— start PROVIDED ENTRIES —
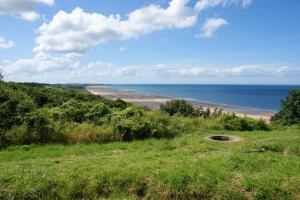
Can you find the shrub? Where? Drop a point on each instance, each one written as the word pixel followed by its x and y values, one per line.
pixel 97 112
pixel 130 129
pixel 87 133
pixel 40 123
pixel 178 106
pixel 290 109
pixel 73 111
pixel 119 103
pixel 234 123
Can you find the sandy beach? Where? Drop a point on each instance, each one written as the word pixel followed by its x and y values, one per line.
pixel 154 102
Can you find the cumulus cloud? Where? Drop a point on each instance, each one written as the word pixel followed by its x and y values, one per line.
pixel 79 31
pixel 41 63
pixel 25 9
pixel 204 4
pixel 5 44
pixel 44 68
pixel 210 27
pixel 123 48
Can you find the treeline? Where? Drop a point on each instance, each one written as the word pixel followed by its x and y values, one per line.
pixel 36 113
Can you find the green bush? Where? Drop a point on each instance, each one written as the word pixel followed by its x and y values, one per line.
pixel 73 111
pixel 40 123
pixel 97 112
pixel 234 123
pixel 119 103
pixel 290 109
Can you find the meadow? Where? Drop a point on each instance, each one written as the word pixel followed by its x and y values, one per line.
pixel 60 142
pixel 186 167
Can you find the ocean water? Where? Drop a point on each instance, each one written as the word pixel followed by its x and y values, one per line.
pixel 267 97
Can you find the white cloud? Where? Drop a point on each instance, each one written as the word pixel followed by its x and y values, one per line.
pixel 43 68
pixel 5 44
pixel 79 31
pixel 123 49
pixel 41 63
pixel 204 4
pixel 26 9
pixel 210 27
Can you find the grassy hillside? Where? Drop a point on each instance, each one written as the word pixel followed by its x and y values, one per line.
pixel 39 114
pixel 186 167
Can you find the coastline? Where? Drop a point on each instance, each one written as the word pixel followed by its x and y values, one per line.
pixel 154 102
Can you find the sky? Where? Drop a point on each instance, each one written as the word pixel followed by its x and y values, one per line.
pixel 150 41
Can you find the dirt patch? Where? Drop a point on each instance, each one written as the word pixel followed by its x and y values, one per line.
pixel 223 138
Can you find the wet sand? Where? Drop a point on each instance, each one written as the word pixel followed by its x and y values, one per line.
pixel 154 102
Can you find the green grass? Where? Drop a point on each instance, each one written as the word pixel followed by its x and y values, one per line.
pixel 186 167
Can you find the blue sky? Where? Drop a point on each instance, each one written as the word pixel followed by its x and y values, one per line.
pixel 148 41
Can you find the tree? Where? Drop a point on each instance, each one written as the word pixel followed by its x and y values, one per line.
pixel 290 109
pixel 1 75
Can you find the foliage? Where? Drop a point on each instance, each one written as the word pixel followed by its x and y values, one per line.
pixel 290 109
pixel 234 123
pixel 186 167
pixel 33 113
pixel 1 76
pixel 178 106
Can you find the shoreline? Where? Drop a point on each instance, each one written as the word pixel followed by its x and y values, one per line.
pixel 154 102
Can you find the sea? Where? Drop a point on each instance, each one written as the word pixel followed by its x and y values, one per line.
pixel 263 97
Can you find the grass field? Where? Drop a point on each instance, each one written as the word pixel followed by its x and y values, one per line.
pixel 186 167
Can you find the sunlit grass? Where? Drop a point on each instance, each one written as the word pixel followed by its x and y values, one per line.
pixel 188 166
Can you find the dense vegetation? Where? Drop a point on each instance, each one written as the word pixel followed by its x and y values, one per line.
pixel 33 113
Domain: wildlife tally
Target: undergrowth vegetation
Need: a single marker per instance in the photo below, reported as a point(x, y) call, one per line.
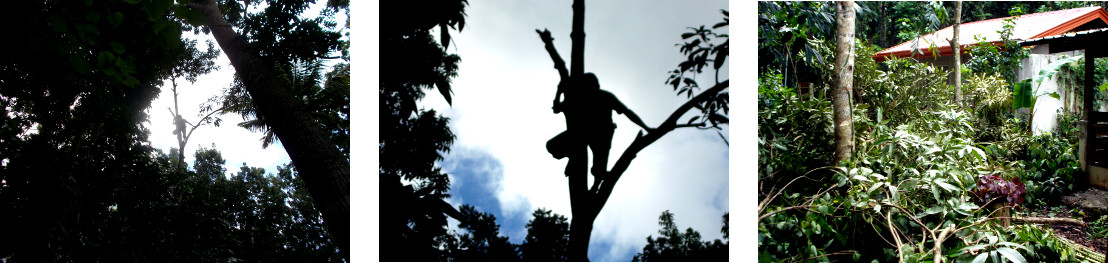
— end PROVIDED ENTRIES —
— start PROVIDED ENTRIES —
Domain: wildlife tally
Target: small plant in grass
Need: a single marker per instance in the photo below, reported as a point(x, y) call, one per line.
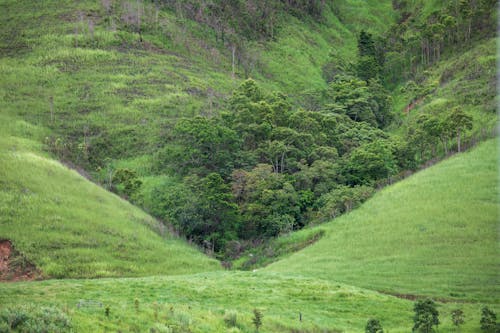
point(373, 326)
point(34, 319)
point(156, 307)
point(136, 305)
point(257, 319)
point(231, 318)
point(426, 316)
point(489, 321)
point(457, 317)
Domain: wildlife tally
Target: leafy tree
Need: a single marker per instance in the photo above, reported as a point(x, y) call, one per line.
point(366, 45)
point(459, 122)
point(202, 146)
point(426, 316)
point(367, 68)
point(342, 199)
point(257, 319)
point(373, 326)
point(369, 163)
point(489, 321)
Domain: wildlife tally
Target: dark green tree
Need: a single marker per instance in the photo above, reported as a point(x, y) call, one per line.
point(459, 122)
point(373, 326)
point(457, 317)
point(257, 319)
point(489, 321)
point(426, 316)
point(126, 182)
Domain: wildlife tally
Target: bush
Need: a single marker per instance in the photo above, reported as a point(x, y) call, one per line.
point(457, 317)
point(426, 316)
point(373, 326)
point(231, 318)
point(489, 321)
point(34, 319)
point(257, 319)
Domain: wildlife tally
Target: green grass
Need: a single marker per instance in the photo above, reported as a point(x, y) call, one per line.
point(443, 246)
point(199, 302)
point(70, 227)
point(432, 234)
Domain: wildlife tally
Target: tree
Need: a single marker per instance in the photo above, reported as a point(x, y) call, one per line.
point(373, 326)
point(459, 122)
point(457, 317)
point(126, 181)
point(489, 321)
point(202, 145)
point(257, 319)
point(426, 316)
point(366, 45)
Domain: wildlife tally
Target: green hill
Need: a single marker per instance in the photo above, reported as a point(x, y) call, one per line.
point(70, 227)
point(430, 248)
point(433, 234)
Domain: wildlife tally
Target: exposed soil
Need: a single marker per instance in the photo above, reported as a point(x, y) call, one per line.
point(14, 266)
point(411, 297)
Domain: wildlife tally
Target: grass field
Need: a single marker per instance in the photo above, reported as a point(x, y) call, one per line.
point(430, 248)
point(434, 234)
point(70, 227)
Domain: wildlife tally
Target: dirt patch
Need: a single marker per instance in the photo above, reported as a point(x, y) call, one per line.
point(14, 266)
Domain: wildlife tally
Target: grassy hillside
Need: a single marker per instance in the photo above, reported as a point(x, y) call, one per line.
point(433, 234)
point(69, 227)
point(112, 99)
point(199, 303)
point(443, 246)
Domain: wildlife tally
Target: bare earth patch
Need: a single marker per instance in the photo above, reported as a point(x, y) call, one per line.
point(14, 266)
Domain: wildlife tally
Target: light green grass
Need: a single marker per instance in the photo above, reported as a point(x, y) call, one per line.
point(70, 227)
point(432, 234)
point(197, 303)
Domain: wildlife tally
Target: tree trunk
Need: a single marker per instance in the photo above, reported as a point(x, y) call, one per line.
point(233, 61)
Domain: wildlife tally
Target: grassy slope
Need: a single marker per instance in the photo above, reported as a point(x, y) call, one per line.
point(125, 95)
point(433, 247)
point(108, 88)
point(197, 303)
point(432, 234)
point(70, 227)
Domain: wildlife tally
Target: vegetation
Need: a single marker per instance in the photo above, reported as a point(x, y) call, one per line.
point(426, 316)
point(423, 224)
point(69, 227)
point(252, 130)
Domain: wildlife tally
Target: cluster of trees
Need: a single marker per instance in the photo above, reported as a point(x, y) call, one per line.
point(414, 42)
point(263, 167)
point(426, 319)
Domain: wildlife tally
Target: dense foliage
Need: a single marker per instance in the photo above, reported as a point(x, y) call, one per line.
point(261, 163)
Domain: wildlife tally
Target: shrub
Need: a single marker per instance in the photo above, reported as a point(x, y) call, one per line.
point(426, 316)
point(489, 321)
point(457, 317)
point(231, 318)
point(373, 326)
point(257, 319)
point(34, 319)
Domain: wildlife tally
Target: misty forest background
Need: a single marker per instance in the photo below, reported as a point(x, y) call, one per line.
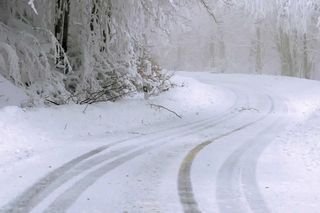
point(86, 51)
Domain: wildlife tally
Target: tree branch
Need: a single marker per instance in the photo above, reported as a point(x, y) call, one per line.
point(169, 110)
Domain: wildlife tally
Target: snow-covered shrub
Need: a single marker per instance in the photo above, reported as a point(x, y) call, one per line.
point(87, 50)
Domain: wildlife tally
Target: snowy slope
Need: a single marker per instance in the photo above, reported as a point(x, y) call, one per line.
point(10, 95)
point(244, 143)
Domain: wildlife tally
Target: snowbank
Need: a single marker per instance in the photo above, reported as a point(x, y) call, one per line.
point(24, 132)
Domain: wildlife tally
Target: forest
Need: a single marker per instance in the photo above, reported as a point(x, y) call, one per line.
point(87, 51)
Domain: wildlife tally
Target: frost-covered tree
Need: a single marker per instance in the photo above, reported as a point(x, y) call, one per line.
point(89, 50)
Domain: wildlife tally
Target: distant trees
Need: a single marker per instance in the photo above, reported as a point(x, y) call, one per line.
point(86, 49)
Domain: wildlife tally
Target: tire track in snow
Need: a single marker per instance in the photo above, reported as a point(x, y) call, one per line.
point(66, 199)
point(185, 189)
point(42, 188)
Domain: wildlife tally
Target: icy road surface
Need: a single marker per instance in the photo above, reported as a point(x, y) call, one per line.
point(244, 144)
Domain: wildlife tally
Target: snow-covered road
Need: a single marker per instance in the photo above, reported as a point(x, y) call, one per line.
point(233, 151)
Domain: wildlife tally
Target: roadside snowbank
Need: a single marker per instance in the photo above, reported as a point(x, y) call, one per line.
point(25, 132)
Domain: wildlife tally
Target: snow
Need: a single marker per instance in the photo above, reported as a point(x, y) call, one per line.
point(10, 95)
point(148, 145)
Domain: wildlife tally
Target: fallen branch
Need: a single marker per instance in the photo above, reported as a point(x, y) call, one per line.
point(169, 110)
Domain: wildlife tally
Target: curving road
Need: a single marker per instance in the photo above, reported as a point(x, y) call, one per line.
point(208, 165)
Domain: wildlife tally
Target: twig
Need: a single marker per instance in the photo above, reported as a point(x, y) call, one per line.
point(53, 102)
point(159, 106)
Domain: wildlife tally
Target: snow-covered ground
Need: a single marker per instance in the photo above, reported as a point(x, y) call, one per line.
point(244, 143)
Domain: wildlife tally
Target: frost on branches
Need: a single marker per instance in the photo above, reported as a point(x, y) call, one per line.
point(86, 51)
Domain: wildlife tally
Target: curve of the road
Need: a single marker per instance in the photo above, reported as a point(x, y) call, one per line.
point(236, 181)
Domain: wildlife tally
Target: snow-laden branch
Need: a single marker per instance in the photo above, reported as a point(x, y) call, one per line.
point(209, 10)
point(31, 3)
— end PROVIDED ENTRIES —
— start PROVIDED ENTRIES —
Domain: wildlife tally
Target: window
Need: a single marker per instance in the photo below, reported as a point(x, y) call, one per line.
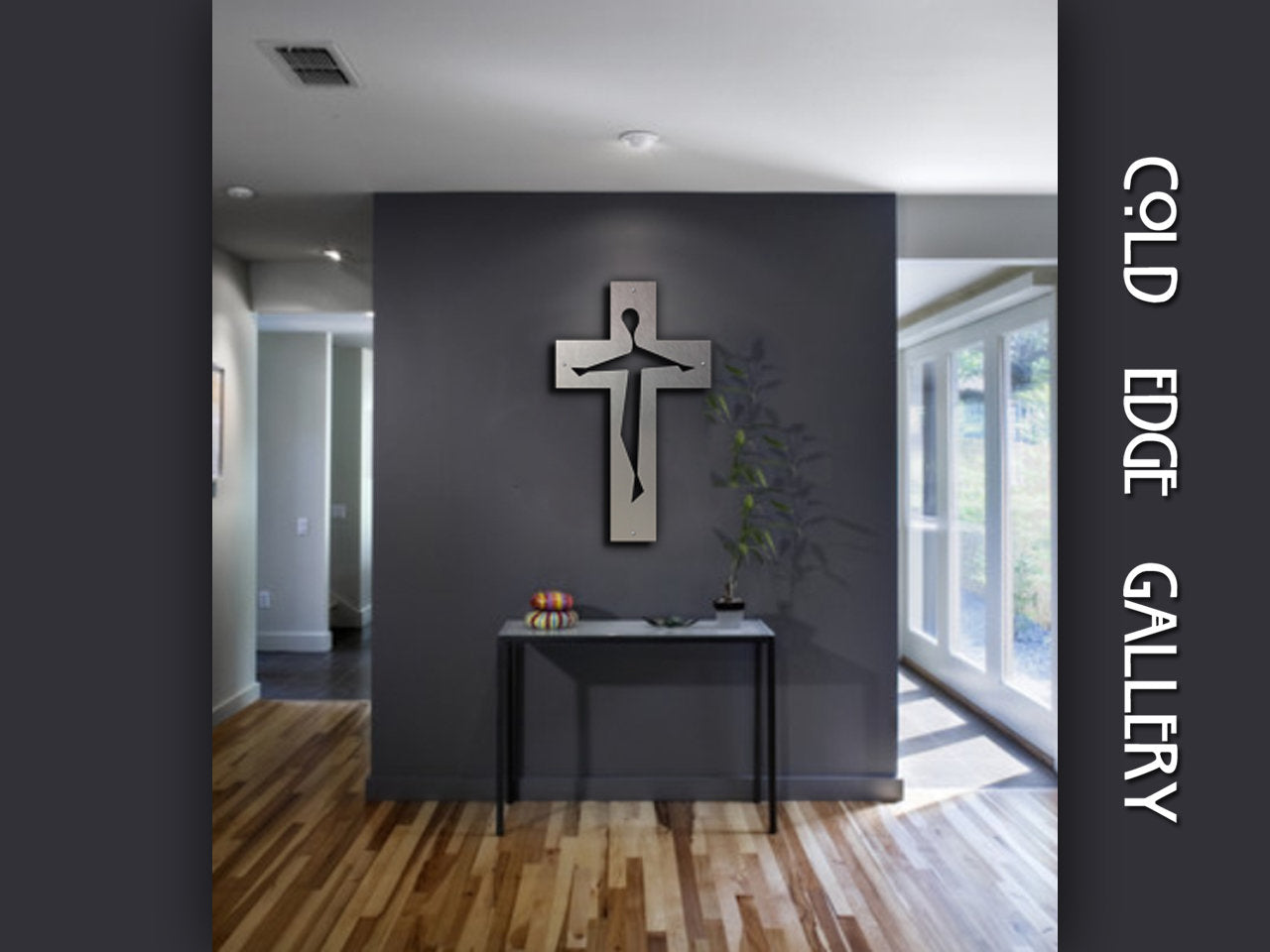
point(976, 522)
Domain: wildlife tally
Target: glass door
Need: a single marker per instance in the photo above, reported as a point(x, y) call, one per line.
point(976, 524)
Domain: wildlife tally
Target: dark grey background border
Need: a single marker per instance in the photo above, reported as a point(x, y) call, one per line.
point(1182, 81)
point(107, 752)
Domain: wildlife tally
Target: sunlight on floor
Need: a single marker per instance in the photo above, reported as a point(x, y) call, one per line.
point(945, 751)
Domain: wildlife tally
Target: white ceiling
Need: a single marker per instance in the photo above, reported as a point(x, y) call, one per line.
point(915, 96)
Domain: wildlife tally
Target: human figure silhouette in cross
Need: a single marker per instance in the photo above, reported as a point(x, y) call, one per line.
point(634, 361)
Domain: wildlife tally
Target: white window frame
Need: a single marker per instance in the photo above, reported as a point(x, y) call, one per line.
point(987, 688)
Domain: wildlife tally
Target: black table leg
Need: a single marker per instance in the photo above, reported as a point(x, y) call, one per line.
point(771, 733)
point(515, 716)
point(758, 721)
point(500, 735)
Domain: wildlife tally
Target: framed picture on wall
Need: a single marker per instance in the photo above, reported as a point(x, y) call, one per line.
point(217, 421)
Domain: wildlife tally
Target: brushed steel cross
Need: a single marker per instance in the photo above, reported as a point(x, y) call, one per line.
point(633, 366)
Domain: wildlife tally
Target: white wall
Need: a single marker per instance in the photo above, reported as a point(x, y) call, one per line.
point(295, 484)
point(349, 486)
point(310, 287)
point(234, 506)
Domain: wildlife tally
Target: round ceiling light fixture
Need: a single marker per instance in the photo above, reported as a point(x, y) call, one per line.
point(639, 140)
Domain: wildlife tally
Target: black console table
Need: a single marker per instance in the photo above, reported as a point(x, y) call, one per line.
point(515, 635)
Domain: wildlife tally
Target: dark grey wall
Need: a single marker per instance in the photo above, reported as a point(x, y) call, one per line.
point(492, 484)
— end PROVIDED ENTRIES —
● TASK OBJECTIVE:
State how many lines in the records above contain the word "green", giving only the number.

● RESULT FOR THIS TASK:
6